→ **Given passage**:
------------------------------

Linda Rhodes has worked in the areas of aquatic toxicology, molecular immunology, and microbial pathogenesis. She has a Ph.D. in molecular and cellular biology (Department of Biological Structure, University of Washington, 1993), and her dissertation work focused on transcriptional regulation of immunoglobulin expression. As a member of the Environmental Conservation Division, she worked a histopathologist and zoologist in studies examining the relationship between anthropogenic contaminants in marine sediments and diseases of benthic fishes such as English sole (Parophrys vetulus). Her postdoctoral research at the University of Maine at Orono studied the molecular effects and disposition of the contaminant dioxin (TCDD) in soft-shell clam (Mya arenaria) and oncogene alterations in a model fish for fresh-water toxicology, medaka (Oryzias latipes). As a National Research Council associate, she began research in the microbial pathogenesis of Renibacterium salmoninarum, the Gram-positive bacterium that causes bacterial kidney disease in salmonid fishes.

------------------------------

→ **Extracted data**:
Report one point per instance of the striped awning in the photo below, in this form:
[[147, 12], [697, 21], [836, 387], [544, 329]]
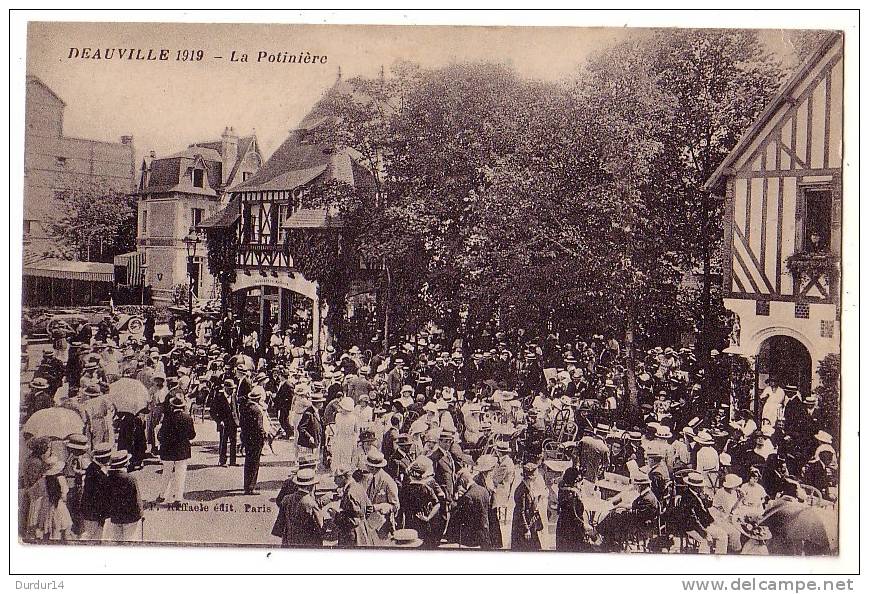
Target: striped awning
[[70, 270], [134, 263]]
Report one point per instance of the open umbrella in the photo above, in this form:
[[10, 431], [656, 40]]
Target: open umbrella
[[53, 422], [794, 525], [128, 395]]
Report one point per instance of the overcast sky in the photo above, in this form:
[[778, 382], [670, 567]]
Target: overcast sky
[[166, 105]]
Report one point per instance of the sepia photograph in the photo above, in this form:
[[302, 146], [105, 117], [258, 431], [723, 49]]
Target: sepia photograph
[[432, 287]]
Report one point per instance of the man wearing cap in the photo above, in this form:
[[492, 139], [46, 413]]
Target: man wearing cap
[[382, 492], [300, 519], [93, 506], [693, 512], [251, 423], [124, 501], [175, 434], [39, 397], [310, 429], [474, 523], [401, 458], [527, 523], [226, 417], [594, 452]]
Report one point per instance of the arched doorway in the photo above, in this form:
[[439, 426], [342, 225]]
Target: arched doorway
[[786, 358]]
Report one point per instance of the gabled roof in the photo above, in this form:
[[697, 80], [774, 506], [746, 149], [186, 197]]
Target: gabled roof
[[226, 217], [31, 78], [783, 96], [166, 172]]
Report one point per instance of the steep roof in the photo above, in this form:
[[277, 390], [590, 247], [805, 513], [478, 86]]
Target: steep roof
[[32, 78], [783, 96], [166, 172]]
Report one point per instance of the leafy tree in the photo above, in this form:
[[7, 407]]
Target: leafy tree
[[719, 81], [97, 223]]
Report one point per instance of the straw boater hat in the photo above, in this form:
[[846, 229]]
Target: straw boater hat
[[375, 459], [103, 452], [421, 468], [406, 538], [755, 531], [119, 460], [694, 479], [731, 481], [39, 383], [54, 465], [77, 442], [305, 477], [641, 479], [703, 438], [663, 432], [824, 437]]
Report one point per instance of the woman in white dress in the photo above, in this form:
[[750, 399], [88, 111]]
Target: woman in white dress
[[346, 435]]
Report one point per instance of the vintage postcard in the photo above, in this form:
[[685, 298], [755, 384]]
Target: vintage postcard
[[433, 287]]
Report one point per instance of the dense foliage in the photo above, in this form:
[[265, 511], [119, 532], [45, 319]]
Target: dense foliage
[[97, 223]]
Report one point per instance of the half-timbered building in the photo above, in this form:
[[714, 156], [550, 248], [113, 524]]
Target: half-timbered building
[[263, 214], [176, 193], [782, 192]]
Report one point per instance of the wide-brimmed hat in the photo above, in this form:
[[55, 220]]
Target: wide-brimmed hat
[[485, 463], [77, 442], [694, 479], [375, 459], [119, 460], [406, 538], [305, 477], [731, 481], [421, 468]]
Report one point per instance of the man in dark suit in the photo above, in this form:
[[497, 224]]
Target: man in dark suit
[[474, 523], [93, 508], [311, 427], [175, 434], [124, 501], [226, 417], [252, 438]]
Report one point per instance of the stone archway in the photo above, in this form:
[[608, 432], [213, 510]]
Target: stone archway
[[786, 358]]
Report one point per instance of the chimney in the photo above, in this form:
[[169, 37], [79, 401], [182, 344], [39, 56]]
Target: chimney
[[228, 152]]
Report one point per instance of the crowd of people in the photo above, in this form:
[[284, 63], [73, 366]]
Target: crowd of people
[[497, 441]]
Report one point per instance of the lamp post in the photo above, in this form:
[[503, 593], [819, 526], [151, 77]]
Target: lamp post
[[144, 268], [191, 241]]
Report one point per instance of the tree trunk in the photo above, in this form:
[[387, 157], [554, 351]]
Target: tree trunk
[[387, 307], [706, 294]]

------------------------------

→ **Activity 1**:
According to the profile of Linda Rhodes, what was the focus of her dissertation work?
→ **Activity 2**:
Pick up the profile of Linda Rhodes after its final sentence and keep writing.
You can set the items aside; they aren't needed here.

→ **Written answer 1**:
Her dissertation work focused on transcriptional regulation of immunoglobulin expression.

→ **Written answer 2**:
Bacterial kidney disease (BKD) is an endemic, debilitating disease of salmonids, and it is a serious concern in salmon cultivation. Our research uses molecular genetics as a basis for studying this disease and its bacterial agent. Research into the molecular genetics of Renibacterium salmoninarum is directed at identifying and characterizing genes that encode factors important to pathogenesis. We have developed methods for genetic manipulation of R. salmoninarum and shown that the major soluble antigen is a significant virulence factor. Our studies on host response have shown that wild type bacteria appear to suppress genes associated with an effective immune reaction. Clinical research on treatment of BKD has evaluated the impact of repeated antibiotic treatment (including development of an antibiotic resistance assay for this fastidious organism) and the kinetics of macrolides in Chinook salmon. Field studies of free-ranging populations of juvenile Chinook salmon have been conducted to identify important ecological and epidemiological factors that can influence infection, including evidence for potential vectors of transmission.
Environmental microbiology is an emerging area of interest with ties to water quality, food webs, and aquatic animal health. Tools for conducting structural and functional studies in environmental microbiology are being applied in research on water quality in the Whidbey Basin of Puget Sound. These tools have broader applicability for investigations in both marine and freshwater situations.